> [Data for the task]
* * *

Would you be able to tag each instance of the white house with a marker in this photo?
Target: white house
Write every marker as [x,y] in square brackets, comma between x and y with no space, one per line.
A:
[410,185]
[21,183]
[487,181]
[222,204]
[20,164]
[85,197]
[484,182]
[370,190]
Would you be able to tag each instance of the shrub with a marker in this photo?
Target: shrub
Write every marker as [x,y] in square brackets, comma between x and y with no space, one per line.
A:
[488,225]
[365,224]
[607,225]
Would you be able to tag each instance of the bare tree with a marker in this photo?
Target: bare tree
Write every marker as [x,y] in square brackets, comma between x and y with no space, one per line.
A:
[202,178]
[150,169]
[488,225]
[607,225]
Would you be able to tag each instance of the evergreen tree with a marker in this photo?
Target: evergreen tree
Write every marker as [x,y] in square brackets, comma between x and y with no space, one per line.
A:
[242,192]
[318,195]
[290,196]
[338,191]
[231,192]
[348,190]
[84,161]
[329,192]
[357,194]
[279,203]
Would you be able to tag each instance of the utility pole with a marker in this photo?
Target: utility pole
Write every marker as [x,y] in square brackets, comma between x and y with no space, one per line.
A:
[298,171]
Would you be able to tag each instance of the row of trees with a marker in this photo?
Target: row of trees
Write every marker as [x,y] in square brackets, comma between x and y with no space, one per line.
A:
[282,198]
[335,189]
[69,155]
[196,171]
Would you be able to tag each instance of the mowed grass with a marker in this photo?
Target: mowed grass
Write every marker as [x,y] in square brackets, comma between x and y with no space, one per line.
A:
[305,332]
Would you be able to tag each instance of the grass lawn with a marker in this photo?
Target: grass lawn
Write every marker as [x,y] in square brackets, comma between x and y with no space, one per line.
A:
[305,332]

* * *

> [Goal]
Copy out the data shown above without altering anything.

> [Output below]
Would you be able to tag each instance of the white house with a marker in this photo?
Target: white house
Write every marker as [x,y] in square brackets, comma between x and y with no space, one per line.
A:
[410,185]
[21,183]
[487,181]
[222,204]
[20,164]
[85,197]
[484,182]
[370,190]
Would you be able to tag each instance of the shrub with a marker in this photo?
Target: shrub
Write every marker as [x,y] in square brackets, comma between x and y with no space, one per line.
A:
[488,225]
[365,224]
[607,225]
Would you be able to tag each instance of the bare tree with a marker in this photo?
Target: bare tree
Write every marker as [x,y] in square brackets, comma between x and y with no space, one per line.
A:
[202,178]
[150,169]
[488,225]
[607,225]
Would you be able to tag each instance of the evergreen tree with a marker in this photo?
Target: evergreen tree
Write every marker as [x,y] in square brackets, comma between x and y with no space, one per line.
A:
[242,192]
[318,195]
[290,196]
[338,191]
[231,192]
[348,190]
[84,161]
[329,192]
[357,194]
[279,203]
Would you be able to tag each instance of the utility pole with a marker in this photo?
Target: utility pole
Write every marker as [x,y] in square brackets, comma between x and y with no space, one per line.
A:
[298,171]
Would you be able to tag each instance of the row of trees with a marker in this photo?
Target: row of trees
Write every marker as [x,y] in square brackets, comma between x and y with no space, one per line.
A:
[282,198]
[335,189]
[69,155]
[196,171]
Would you be able to tag each instance of the mowed grass with a marker in this photo?
Target: mowed grass
Write every marker as [x,y] in square brackets, comma between x and y with no space, one per line.
A:
[305,332]
Would you be able to tag each instance of the grass lawn with a marker in this photo?
Target: grass lawn
Write every marker as [x,y] in square brackets, comma between x and y with no space, one per line.
A:
[305,332]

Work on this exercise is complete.